▸ The request
Starting with the line that contains "locate the white wall in the photo above" and going on through the end of the items, give those lines again with "locate" swapped for "find" and everything else left unchanged.

* begin *

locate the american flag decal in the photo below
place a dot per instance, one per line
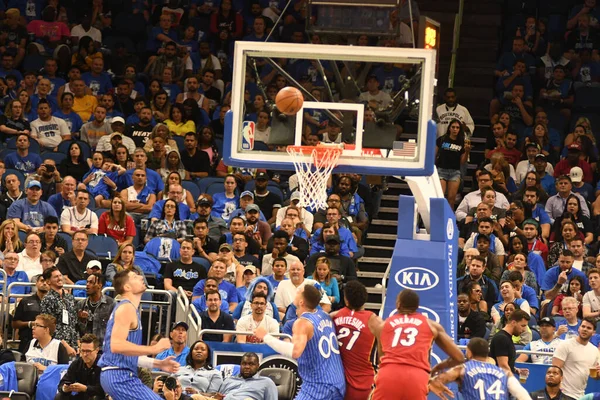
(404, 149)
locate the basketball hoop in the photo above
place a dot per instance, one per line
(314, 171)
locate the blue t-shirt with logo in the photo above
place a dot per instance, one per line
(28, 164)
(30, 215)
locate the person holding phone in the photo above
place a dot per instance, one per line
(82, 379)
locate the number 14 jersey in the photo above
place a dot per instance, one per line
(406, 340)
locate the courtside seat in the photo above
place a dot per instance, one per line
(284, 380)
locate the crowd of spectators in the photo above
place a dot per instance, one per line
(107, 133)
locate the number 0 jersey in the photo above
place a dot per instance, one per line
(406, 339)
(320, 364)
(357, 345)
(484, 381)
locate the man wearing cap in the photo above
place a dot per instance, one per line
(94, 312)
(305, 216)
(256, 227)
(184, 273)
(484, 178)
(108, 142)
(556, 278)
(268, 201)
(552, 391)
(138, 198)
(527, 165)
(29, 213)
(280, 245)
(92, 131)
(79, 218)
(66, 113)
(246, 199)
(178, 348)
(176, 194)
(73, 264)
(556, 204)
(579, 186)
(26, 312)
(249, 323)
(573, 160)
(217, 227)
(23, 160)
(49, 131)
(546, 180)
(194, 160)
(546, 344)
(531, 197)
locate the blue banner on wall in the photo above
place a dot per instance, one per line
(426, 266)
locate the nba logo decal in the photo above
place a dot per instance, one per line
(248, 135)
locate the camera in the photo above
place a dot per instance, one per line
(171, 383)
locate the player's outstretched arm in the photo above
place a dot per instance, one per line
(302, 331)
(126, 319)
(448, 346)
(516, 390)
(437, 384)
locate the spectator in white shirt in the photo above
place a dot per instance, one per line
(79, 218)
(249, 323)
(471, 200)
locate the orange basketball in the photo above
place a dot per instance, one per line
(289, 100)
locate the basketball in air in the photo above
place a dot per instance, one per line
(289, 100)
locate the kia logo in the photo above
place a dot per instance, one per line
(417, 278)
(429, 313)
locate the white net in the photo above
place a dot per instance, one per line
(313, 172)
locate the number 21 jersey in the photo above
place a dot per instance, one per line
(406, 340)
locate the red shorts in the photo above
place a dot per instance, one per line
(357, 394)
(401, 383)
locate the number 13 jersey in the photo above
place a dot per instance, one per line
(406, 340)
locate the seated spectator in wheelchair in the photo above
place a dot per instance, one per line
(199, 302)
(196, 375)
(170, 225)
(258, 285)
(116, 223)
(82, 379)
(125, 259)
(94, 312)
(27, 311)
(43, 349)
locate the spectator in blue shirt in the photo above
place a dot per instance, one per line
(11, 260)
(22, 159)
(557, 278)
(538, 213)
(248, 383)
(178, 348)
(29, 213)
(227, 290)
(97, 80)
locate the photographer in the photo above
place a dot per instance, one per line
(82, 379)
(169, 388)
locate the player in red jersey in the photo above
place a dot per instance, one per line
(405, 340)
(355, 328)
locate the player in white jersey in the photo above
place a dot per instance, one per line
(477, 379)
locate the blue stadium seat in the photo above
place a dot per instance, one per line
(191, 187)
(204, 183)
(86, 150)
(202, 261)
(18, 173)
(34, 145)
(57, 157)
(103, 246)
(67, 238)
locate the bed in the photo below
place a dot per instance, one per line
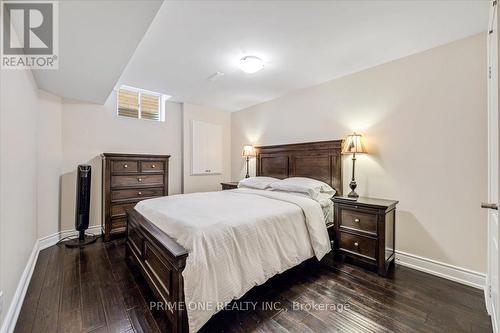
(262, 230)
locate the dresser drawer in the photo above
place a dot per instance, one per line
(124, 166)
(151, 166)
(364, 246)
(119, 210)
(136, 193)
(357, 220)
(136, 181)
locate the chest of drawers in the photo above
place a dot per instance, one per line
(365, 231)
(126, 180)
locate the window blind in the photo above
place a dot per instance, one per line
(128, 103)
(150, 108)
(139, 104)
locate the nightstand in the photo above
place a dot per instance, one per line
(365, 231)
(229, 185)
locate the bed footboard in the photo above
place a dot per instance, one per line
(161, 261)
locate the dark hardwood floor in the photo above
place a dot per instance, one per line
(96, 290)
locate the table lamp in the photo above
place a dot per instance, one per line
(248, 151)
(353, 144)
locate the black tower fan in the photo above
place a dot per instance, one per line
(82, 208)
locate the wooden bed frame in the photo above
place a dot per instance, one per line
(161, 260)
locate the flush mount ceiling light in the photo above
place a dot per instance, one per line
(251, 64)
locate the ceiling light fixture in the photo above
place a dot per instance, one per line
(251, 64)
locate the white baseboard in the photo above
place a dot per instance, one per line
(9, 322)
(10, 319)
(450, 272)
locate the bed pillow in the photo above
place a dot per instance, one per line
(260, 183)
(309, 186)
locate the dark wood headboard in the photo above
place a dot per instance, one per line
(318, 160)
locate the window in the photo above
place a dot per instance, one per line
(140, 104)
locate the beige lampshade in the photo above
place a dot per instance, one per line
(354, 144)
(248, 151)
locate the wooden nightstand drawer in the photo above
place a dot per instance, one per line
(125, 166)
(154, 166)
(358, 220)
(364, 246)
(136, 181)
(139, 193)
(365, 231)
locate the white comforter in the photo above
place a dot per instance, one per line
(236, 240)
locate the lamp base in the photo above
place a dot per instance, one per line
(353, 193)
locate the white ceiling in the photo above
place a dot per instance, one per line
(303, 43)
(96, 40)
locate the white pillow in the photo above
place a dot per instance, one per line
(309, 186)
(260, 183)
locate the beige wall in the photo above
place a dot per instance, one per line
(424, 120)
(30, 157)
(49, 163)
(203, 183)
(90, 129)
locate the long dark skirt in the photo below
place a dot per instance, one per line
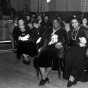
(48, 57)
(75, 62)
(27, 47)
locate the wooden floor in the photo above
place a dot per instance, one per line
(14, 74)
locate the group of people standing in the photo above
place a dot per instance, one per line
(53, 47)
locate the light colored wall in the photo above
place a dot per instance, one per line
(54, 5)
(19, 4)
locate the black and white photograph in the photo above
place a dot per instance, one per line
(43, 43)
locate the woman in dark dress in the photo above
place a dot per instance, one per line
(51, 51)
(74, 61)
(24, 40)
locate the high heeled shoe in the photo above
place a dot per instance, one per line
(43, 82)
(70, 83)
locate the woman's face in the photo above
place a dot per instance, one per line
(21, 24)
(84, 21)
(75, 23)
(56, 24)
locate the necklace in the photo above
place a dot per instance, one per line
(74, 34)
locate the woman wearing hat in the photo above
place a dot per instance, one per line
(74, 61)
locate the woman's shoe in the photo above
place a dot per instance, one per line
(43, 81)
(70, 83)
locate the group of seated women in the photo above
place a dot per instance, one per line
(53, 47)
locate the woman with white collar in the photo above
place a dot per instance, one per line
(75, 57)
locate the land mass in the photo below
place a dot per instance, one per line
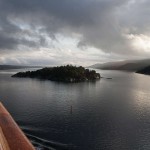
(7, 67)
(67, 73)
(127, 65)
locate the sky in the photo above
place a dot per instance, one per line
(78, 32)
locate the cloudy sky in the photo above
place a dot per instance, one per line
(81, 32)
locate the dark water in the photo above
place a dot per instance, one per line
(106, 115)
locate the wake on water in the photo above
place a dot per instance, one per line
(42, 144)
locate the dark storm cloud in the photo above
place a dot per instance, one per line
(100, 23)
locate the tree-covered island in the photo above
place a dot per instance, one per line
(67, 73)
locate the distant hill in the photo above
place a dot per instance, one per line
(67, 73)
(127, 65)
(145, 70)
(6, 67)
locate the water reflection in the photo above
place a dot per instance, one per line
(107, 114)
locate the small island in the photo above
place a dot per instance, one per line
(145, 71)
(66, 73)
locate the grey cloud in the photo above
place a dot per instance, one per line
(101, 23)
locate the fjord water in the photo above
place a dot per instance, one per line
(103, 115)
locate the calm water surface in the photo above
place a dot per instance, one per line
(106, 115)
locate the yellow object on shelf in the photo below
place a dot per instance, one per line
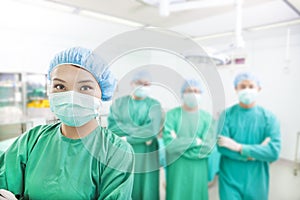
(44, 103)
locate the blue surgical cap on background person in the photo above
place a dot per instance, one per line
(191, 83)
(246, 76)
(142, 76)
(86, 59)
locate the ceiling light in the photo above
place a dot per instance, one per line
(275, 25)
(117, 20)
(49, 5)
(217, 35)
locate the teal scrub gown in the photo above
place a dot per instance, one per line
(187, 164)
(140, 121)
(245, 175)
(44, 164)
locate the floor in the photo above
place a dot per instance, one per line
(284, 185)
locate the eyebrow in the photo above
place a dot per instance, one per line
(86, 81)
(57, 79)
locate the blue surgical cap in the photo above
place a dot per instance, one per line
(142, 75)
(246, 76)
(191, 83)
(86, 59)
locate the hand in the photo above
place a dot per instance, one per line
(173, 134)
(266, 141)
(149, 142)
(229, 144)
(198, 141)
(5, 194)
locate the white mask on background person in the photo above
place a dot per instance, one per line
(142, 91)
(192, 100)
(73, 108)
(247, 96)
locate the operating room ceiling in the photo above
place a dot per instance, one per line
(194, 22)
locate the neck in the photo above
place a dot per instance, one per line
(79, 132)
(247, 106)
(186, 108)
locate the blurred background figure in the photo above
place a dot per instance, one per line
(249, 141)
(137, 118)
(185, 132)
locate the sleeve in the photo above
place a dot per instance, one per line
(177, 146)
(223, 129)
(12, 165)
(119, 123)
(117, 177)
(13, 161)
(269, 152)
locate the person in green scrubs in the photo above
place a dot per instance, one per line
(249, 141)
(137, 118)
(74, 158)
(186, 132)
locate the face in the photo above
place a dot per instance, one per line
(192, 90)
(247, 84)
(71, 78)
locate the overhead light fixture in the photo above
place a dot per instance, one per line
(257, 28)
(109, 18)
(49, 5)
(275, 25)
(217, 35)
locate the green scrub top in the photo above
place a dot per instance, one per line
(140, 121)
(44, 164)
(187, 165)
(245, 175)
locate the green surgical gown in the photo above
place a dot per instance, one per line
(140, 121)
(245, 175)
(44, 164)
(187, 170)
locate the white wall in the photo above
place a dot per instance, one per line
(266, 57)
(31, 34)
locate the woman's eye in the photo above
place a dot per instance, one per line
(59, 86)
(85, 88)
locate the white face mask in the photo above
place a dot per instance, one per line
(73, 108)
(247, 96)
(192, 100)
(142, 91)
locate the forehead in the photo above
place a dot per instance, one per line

* end *

▸ Correct result
find the white wall in the photo above
place a dot per instance, one per line
(266, 57)
(31, 34)
find the woman's eye in the photo above
place a dot per instance, one per line
(59, 86)
(85, 88)
find the white face mask in the photo above
place a dot per instance, one per line
(73, 108)
(247, 96)
(192, 100)
(142, 91)
find the forehead in the photo above
place a dot per instance, one per line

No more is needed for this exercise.